-------- Text to read

UK trade in numbers…
£641.9bnValue of EU trade
£657.2bnValue of non-EU trade
61.3%Trade as percentage of UK GDP
235,800Number of GB businesses exporting in 2017
Source: Department for International Trade
But trade isn’t all about goods. Services – the skills which a country provides – were worth almost £460bn in 2018. Examples include finance, insurance, accounting and law.
Companies that sell goods abroad will often provide after-sales services as well. For example, a company that sells or leases power generators may also profit from offering maintenance and repair contracts.
Management consulting and technical services were the biggest UK service exports in 2018, worth £81.3bn.
What is a free trade deal?
A free trade deal aims to encourage trade by making it cheaper. It does this by reducing or eliminating tariffs – charges for trading across borders. These deals usually cover goods, but sometimes include services too.

----------------
-------- Listing

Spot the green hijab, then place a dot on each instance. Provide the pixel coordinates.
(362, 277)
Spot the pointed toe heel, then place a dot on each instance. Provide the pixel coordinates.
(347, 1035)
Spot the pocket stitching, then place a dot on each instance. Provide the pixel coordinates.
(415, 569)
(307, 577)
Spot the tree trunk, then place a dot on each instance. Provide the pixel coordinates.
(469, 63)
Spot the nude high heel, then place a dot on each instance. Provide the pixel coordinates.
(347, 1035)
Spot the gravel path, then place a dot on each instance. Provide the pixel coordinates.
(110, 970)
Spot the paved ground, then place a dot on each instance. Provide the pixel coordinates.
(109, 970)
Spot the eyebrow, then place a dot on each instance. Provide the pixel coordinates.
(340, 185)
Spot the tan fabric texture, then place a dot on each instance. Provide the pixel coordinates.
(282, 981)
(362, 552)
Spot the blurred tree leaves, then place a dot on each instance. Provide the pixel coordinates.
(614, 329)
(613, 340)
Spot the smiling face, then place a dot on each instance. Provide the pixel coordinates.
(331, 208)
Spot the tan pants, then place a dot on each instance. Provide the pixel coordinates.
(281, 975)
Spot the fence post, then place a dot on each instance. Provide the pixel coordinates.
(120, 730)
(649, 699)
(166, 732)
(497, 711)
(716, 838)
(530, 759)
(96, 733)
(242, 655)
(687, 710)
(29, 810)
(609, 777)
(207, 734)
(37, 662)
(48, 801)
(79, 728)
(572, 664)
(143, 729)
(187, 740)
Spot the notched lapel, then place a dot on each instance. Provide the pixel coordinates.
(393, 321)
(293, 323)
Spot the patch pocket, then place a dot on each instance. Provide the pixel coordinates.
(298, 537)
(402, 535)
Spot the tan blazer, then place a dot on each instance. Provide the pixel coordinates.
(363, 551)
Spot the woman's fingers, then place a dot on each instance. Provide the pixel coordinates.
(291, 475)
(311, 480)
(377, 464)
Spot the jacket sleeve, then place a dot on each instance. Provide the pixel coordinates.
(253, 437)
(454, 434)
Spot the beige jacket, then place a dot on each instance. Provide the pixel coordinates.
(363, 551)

----------------

Copy out the UK trade text above in full, word for word.

UK trade in numbers…
£641.9bnValue of EU trade
£657.2bnValue of non-EU trade
61.3%Trade as percentage of UK GDP
235,800Number of GB businesses exporting in 2017
Source: Department for International Trade
But trade isn’t all about goods. Services – the skills which a country provides – were worth almost £460bn in 2018. Examples include finance, insurance, accounting and law.
Companies that sell goods abroad will often provide after-sales services as well. For example, a company that sells or leases power generators may also profit from offering maintenance and repair contracts.
Management consulting and technical services were the biggest UK service exports in 2018, worth £81.3bn.
What is a free trade deal?
A free trade deal aims to encourage trade by making it cheaper. It does this by reducing or eliminating tariffs – charges for trading across borders. These deals usually cover goods, but sometimes include services too.